Stated task:
Rewrite everything from the line containing "What region does the dirt" down to the end of the items, substituting "cover" for "occupy" and keeping all else unchanged. Leave the pictures out of your answer.

(Image entries on named regions)
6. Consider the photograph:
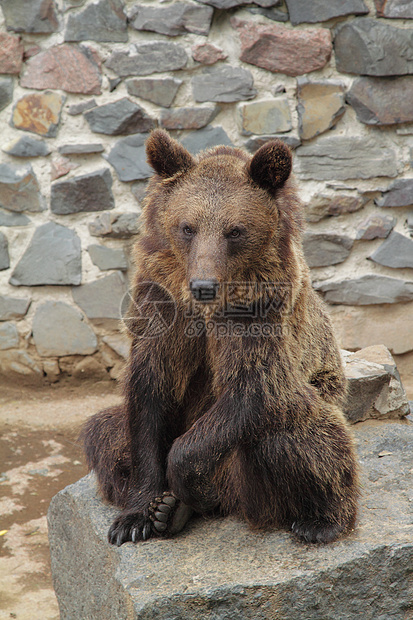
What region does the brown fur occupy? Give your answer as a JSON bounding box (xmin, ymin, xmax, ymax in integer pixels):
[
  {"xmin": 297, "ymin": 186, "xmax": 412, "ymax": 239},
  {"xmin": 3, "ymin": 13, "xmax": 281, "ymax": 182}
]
[{"xmin": 83, "ymin": 130, "xmax": 358, "ymax": 544}]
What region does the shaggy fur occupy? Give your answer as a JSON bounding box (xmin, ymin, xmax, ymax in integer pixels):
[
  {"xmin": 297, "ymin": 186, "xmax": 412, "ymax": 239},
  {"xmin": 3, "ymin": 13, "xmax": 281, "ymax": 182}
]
[{"xmin": 83, "ymin": 130, "xmax": 358, "ymax": 544}]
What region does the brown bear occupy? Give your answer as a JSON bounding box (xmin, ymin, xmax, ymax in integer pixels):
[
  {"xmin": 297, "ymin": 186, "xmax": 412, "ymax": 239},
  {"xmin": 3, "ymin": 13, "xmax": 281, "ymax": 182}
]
[{"xmin": 83, "ymin": 130, "xmax": 359, "ymax": 545}]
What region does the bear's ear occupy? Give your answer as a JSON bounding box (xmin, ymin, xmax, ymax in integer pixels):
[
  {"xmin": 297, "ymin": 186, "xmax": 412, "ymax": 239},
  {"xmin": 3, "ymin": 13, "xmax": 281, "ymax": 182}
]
[
  {"xmin": 248, "ymin": 140, "xmax": 292, "ymax": 192},
  {"xmin": 146, "ymin": 129, "xmax": 195, "ymax": 178}
]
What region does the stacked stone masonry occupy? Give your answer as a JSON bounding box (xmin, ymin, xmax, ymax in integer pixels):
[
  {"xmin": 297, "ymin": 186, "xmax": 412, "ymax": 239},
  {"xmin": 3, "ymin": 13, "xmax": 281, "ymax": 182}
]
[{"xmin": 0, "ymin": 0, "xmax": 413, "ymax": 381}]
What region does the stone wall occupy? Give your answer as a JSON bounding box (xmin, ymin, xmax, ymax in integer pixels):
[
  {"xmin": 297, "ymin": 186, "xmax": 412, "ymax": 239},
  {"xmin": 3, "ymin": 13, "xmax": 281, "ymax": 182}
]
[{"xmin": 0, "ymin": 0, "xmax": 413, "ymax": 381}]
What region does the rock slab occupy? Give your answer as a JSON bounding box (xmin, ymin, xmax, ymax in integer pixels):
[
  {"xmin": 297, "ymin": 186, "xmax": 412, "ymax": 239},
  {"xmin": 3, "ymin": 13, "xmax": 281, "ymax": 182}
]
[{"xmin": 48, "ymin": 421, "xmax": 413, "ymax": 620}]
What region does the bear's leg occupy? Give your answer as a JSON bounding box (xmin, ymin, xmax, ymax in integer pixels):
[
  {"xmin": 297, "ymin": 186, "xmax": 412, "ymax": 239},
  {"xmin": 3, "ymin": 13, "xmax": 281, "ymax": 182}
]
[
  {"xmin": 79, "ymin": 405, "xmax": 131, "ymax": 508},
  {"xmin": 230, "ymin": 410, "xmax": 359, "ymax": 543}
]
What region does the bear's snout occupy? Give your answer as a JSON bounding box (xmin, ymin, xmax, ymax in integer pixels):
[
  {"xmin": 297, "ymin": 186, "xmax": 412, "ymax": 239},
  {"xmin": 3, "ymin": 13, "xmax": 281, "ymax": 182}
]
[{"xmin": 189, "ymin": 280, "xmax": 219, "ymax": 302}]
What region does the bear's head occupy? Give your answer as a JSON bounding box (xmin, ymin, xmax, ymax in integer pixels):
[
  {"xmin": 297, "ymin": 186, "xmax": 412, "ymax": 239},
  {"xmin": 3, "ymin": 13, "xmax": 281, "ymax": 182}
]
[{"xmin": 144, "ymin": 129, "xmax": 300, "ymax": 301}]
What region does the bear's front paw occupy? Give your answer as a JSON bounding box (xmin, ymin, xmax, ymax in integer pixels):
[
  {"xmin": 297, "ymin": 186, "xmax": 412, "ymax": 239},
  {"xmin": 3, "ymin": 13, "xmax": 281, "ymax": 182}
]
[
  {"xmin": 291, "ymin": 520, "xmax": 345, "ymax": 544},
  {"xmin": 108, "ymin": 492, "xmax": 193, "ymax": 547}
]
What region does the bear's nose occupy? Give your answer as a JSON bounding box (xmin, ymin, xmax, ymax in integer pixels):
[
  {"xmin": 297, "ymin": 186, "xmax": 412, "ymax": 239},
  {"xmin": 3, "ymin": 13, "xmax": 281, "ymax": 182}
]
[{"xmin": 189, "ymin": 280, "xmax": 219, "ymax": 301}]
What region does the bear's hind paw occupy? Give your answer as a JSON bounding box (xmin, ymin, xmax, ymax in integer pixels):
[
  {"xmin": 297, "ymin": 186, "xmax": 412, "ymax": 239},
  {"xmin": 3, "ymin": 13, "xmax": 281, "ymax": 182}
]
[{"xmin": 291, "ymin": 521, "xmax": 345, "ymax": 544}]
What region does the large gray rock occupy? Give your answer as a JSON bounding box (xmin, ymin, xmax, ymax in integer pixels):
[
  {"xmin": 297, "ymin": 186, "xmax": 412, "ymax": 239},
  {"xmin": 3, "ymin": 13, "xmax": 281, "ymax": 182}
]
[
  {"xmin": 191, "ymin": 65, "xmax": 257, "ymax": 103},
  {"xmin": 126, "ymin": 77, "xmax": 182, "ymax": 108},
  {"xmin": 375, "ymin": 179, "xmax": 413, "ymax": 208},
  {"xmin": 72, "ymin": 272, "xmax": 127, "ymax": 319},
  {"xmin": 0, "ymin": 0, "xmax": 59, "ymax": 34},
  {"xmin": 0, "ymin": 295, "xmax": 31, "ymax": 321},
  {"xmin": 129, "ymin": 2, "xmax": 214, "ymax": 37},
  {"xmin": 0, "ymin": 164, "xmax": 45, "ymax": 213},
  {"xmin": 65, "ymin": 0, "xmax": 128, "ymax": 43},
  {"xmin": 295, "ymin": 135, "xmax": 398, "ymax": 181},
  {"xmin": 84, "ymin": 97, "xmax": 155, "ymax": 136},
  {"xmin": 0, "ymin": 232, "xmax": 10, "ymax": 271},
  {"xmin": 104, "ymin": 134, "xmax": 153, "ymax": 181},
  {"xmin": 342, "ymin": 344, "xmax": 410, "ymax": 423},
  {"xmin": 286, "ymin": 0, "xmax": 369, "ymax": 25},
  {"xmin": 50, "ymin": 168, "xmax": 115, "ymax": 215},
  {"xmin": 334, "ymin": 17, "xmax": 413, "ymax": 76},
  {"xmin": 105, "ymin": 41, "xmax": 188, "ymax": 77},
  {"xmin": 48, "ymin": 422, "xmax": 413, "ymax": 620},
  {"xmin": 314, "ymin": 274, "xmax": 413, "ymax": 306},
  {"xmin": 10, "ymin": 222, "xmax": 82, "ymax": 286},
  {"xmin": 346, "ymin": 76, "xmax": 413, "ymax": 125},
  {"xmin": 181, "ymin": 125, "xmax": 232, "ymax": 155},
  {"xmin": 303, "ymin": 232, "xmax": 354, "ymax": 267},
  {"xmin": 369, "ymin": 231, "xmax": 413, "ymax": 269},
  {"xmin": 0, "ymin": 77, "xmax": 13, "ymax": 112},
  {"xmin": 33, "ymin": 301, "xmax": 97, "ymax": 357}
]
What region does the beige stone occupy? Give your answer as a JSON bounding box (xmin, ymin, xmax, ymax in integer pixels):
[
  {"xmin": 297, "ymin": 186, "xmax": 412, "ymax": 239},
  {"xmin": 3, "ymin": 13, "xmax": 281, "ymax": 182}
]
[
  {"xmin": 329, "ymin": 302, "xmax": 413, "ymax": 354},
  {"xmin": 238, "ymin": 97, "xmax": 292, "ymax": 136},
  {"xmin": 297, "ymin": 80, "xmax": 345, "ymax": 140}
]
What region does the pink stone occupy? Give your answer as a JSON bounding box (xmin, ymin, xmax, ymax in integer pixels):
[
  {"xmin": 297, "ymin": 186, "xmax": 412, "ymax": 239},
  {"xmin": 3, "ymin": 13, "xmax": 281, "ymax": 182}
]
[
  {"xmin": 0, "ymin": 32, "xmax": 24, "ymax": 73},
  {"xmin": 20, "ymin": 44, "xmax": 101, "ymax": 95},
  {"xmin": 231, "ymin": 17, "xmax": 332, "ymax": 76},
  {"xmin": 192, "ymin": 43, "xmax": 228, "ymax": 65}
]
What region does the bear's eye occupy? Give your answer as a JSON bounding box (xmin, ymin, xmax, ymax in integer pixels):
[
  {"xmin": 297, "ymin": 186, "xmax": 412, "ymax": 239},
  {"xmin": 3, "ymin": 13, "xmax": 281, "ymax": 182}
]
[
  {"xmin": 182, "ymin": 224, "xmax": 195, "ymax": 237},
  {"xmin": 228, "ymin": 228, "xmax": 241, "ymax": 239}
]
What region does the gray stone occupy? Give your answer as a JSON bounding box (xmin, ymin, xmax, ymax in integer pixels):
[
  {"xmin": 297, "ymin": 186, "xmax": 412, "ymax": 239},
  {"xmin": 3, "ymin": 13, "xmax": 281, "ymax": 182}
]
[
  {"xmin": 33, "ymin": 301, "xmax": 97, "ymax": 357},
  {"xmin": 0, "ymin": 295, "xmax": 31, "ymax": 321},
  {"xmin": 126, "ymin": 77, "xmax": 182, "ymax": 108},
  {"xmin": 65, "ymin": 0, "xmax": 128, "ymax": 43},
  {"xmin": 368, "ymin": 231, "xmax": 413, "ymax": 269},
  {"xmin": 374, "ymin": 0, "xmax": 413, "ymax": 19},
  {"xmin": 87, "ymin": 244, "xmax": 128, "ymax": 271},
  {"xmin": 305, "ymin": 194, "xmax": 366, "ymax": 222},
  {"xmin": 0, "ymin": 77, "xmax": 13, "ymax": 112},
  {"xmin": 105, "ymin": 41, "xmax": 188, "ymax": 77},
  {"xmin": 72, "ymin": 272, "xmax": 127, "ymax": 319},
  {"xmin": 181, "ymin": 125, "xmax": 233, "ymax": 155},
  {"xmin": 314, "ymin": 274, "xmax": 413, "ymax": 306},
  {"xmin": 356, "ymin": 214, "xmax": 397, "ymax": 241},
  {"xmin": 1, "ymin": 136, "xmax": 51, "ymax": 157},
  {"xmin": 0, "ymin": 209, "xmax": 30, "ymax": 226},
  {"xmin": 0, "ymin": 0, "xmax": 59, "ymax": 34},
  {"xmin": 342, "ymin": 344, "xmax": 410, "ymax": 422},
  {"xmin": 67, "ymin": 99, "xmax": 97, "ymax": 116},
  {"xmin": 297, "ymin": 78, "xmax": 345, "ymax": 140},
  {"xmin": 57, "ymin": 143, "xmax": 105, "ymax": 155},
  {"xmin": 89, "ymin": 213, "xmax": 141, "ymax": 239},
  {"xmin": 245, "ymin": 134, "xmax": 301, "ymax": 153},
  {"xmin": 129, "ymin": 2, "xmax": 214, "ymax": 37},
  {"xmin": 159, "ymin": 106, "xmax": 219, "ymax": 129},
  {"xmin": 375, "ymin": 179, "xmax": 413, "ymax": 208},
  {"xmin": 0, "ymin": 164, "xmax": 45, "ymax": 213},
  {"xmin": 104, "ymin": 134, "xmax": 153, "ymax": 181},
  {"xmin": 296, "ymin": 135, "xmax": 398, "ymax": 181},
  {"xmin": 10, "ymin": 222, "xmax": 82, "ymax": 286},
  {"xmin": 84, "ymin": 97, "xmax": 156, "ymax": 136},
  {"xmin": 50, "ymin": 168, "xmax": 115, "ymax": 215},
  {"xmin": 303, "ymin": 232, "xmax": 354, "ymax": 267},
  {"xmin": 0, "ymin": 323, "xmax": 19, "ymax": 351},
  {"xmin": 238, "ymin": 96, "xmax": 292, "ymax": 136},
  {"xmin": 334, "ymin": 17, "xmax": 413, "ymax": 76},
  {"xmin": 286, "ymin": 0, "xmax": 369, "ymax": 26},
  {"xmin": 346, "ymin": 76, "xmax": 413, "ymax": 125},
  {"xmin": 191, "ymin": 65, "xmax": 257, "ymax": 103},
  {"xmin": 0, "ymin": 232, "xmax": 10, "ymax": 271},
  {"xmin": 48, "ymin": 421, "xmax": 413, "ymax": 620},
  {"xmin": 248, "ymin": 7, "xmax": 289, "ymax": 22}
]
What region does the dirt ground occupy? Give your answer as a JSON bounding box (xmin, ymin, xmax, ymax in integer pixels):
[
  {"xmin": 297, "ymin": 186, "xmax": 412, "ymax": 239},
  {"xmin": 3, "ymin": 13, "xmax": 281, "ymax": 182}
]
[
  {"xmin": 0, "ymin": 381, "xmax": 120, "ymax": 620},
  {"xmin": 0, "ymin": 376, "xmax": 413, "ymax": 620}
]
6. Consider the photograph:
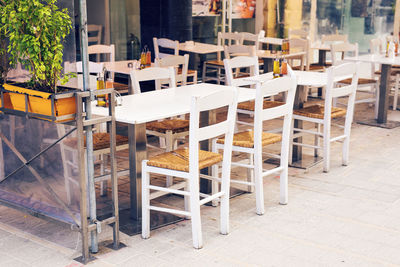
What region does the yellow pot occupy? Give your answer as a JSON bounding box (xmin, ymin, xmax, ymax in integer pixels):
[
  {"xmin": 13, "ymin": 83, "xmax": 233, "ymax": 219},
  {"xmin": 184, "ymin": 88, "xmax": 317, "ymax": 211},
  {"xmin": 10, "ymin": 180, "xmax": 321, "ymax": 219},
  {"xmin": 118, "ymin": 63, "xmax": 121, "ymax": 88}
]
[{"xmin": 3, "ymin": 83, "xmax": 76, "ymax": 121}]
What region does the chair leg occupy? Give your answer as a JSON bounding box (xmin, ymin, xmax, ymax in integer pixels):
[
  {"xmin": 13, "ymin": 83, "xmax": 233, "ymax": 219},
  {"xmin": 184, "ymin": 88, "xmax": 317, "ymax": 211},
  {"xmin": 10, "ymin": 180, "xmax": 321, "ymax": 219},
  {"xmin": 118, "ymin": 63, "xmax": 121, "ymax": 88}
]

Expected answer:
What region does the dirt ground cover? Give your answer as a JSON bounding box (xmin, ymin, xmax, ymax in integer pixels):
[
  {"xmin": 297, "ymin": 186, "xmax": 412, "ymax": 239},
  {"xmin": 3, "ymin": 13, "xmax": 281, "ymax": 182}
]
[
  {"xmin": 0, "ymin": 381, "xmax": 120, "ymax": 620},
  {"xmin": 0, "ymin": 376, "xmax": 413, "ymax": 620}
]
6. Consider the photograph:
What region does the yellow pot cover? Give your answer as a JSON bounding box (xmin, ymin, xmax, ymax in integer pixels):
[
  {"xmin": 13, "ymin": 83, "xmax": 233, "ymax": 219},
  {"xmin": 184, "ymin": 88, "xmax": 317, "ymax": 211},
  {"xmin": 10, "ymin": 180, "xmax": 321, "ymax": 219},
  {"xmin": 118, "ymin": 63, "xmax": 121, "ymax": 88}
]
[{"xmin": 3, "ymin": 83, "xmax": 76, "ymax": 121}]
What region does the chair leg cover? Give your answer as a JSON bounding box (xmin, ymin, xmax, ymax in integer pixels):
[
  {"xmin": 13, "ymin": 83, "xmax": 233, "ymax": 219},
  {"xmin": 184, "ymin": 88, "xmax": 317, "ymax": 211},
  {"xmin": 10, "ymin": 180, "xmax": 321, "ymax": 219},
  {"xmin": 118, "ymin": 63, "xmax": 121, "ymax": 88}
]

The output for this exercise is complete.